Exercise 1 –
Answer these questions from the news item on the CWRU clinical research grant:
(a) How is the $1 million grant divided over time?
(b) Who is the grant's principal investigator?
(c) Which new CWRU program will the grant support?
Exercise 2 – Carry on the news item about the CWRU clinical research grant, starting after its final sentence.

Text shown –
%%
Med school to examine path of knowledge from bench to bedside

November 29, 2000

CLEVELAND -- Medical researchers often speak of moving their discoveries from the "bench to the bedside," meaning they wish to see their laboratory findings developed into new treatments and therapies to benefit patients. Doing so takes years of research to ensure the effectiveness and safety of any new treatment or therapy.

Case Western Reserve University's School of Medicine has received a $1 million grant ($200,000 per year over five years) from the National Institutes of Health to train the next generation of clinical scientists to be well-grounded in the methods necessary to conduct clinical research trials. The grant will support CWRU's new Clinical Research Scholars Program.

The need for translational research is great, according to E.R. McFadden Jr., because it is the major method of improving quality of patient care. Translational research, which refers to the bench-to-bedside movement, is how new drugs, new medical devices, and new medical procedures are tested and developed.

McFadden is the grant's principal investigator, a clinical researcher, and a professor of pulmonary/critical care medicine at CWRU and University Hospitals of Cleveland.

"To move basic observations - from physiology, molecular biology, and genetics, for example - into the clinical sphere, we have to train people to see the observations for what they are in terms of their importance and apply those findings to clinical medicine in a rigorous fashion," said McFadden. "To do this, physician-researchers need a set of tools that no one is teaching them.

"The grant is designed to provide instruction in the disciplines required by the modern investigator to appropriately perform clinical research. Specifically, it is to teach physicians how to use disciplines such as biostatistics and clinical epidemiology, and to educate physicians on how to design, interpret and analyze studies," he added. The new CWRU program also will teach researchers the how-to's of writing a grant, interpreting scientific literature, writing research papers, and presenting findings at national meetings.
%%
Record set –
%%
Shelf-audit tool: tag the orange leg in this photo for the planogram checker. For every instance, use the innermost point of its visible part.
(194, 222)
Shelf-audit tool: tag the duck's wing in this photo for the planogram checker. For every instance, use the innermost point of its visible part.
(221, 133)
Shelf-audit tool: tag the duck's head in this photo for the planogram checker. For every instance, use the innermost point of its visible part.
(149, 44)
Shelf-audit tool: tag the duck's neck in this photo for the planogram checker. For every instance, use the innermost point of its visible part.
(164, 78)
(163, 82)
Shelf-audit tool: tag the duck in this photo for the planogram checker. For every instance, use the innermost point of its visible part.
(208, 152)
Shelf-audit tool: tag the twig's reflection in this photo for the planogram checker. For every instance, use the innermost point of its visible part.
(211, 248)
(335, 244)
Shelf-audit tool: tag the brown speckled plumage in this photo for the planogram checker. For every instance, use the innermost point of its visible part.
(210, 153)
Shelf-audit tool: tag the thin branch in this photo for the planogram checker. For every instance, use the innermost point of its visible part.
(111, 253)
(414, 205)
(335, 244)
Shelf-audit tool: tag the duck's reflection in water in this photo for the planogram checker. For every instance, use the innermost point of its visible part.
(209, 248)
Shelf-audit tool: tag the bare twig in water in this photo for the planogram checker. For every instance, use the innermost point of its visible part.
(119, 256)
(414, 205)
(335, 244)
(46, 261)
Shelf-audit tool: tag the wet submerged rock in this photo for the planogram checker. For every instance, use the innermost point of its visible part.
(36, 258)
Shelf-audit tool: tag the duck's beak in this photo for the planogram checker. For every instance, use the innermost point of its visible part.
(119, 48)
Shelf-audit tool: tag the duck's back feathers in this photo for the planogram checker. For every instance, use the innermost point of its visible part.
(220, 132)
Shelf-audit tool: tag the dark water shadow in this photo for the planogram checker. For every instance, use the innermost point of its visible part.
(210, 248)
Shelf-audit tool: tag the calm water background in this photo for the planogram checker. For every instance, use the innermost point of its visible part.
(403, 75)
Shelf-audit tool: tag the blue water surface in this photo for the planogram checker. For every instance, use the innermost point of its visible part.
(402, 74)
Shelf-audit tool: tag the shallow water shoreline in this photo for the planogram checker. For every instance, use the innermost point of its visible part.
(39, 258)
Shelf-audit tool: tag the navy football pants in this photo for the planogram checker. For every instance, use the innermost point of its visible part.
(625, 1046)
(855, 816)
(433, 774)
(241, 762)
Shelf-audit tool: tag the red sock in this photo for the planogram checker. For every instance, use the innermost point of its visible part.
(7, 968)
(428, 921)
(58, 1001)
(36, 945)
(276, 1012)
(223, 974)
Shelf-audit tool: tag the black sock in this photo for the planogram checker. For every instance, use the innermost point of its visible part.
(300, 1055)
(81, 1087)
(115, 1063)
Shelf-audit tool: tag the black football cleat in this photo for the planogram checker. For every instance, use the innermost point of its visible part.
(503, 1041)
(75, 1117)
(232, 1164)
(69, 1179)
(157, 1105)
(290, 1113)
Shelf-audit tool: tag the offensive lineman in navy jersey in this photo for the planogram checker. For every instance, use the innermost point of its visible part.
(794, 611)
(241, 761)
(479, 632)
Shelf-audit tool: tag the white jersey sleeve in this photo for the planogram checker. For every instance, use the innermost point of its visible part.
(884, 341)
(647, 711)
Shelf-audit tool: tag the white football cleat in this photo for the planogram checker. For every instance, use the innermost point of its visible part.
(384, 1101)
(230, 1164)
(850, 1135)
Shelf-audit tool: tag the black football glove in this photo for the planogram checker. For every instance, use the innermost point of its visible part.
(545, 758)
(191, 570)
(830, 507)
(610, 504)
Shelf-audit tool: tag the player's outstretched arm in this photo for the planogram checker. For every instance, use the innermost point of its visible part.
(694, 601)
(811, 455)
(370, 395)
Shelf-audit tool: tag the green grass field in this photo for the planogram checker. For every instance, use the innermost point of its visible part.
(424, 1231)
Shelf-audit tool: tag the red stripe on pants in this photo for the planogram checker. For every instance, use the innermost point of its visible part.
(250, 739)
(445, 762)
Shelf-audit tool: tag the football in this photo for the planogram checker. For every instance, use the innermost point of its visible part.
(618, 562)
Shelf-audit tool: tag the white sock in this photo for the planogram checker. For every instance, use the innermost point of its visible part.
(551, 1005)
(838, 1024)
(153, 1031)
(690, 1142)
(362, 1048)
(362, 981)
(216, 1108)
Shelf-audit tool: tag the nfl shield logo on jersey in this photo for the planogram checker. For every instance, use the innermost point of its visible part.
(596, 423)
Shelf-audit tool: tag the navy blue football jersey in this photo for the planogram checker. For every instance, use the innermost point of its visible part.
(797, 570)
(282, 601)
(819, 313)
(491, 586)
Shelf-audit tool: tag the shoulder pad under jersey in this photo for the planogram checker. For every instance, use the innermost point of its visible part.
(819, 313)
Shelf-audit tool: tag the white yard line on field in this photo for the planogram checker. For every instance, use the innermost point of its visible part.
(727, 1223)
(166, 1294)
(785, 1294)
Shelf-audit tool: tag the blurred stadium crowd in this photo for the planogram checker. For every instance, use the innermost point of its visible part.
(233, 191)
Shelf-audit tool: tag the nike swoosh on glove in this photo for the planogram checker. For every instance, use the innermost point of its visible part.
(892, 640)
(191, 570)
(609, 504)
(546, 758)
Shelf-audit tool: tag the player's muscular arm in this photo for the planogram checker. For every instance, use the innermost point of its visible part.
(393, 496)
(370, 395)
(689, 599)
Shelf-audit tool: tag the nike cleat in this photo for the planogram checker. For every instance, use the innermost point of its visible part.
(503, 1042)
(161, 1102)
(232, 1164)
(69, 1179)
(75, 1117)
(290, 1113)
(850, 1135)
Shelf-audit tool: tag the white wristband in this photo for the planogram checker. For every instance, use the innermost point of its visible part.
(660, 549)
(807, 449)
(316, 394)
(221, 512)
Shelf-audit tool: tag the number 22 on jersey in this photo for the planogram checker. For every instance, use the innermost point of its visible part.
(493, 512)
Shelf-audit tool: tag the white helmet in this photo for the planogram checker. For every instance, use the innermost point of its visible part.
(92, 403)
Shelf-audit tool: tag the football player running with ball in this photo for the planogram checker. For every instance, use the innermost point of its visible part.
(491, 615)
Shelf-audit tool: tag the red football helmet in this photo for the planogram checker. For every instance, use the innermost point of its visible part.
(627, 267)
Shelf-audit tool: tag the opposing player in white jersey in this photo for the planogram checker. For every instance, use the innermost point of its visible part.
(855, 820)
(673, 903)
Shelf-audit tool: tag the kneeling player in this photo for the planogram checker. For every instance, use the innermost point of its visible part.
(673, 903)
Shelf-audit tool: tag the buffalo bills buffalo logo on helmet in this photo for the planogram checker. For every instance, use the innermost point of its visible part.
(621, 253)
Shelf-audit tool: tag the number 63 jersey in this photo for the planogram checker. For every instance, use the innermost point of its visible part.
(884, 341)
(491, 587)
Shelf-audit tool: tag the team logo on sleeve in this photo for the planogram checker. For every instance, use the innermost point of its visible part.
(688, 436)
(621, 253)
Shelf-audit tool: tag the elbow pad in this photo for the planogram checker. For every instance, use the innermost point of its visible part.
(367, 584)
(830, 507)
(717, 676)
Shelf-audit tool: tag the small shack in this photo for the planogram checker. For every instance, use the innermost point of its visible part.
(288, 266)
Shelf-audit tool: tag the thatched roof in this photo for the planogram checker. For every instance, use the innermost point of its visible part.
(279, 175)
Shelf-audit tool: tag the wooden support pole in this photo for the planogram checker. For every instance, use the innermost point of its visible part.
%%
Task result 1 –
(a) $200,000 per year over five years.
(b) E.R. McFadden Jr.
(c) The Clinical Research Scholars Program.

Task result 2 –
Initially, the program annually will train an elite group of five young investigators. They will be physicians who have completed training in a specialty and are continuing training in a subspecialty. During the two-year program, they will spend about one-fourth of their time receiving classroom instruction, and the balance of their time conducting clinical research under the guidance of an established investigator. In the future, McFadden said the University will offer a master's of science degree to those completing the program. Faculty involved with the program are from CWRU's schools of medicine, nursing, and dentistry.

The NIH grant is known as a Clinical Research Curriculum Award (K30). It is an award that addresses, in part, the NIH's initiative to improve the quality of training in clinical research. The NIH recognizes that highly trained clinical researchers are needed to capitalize on the profound developments and discoveries in fundamental science and to translate them to clinical settings.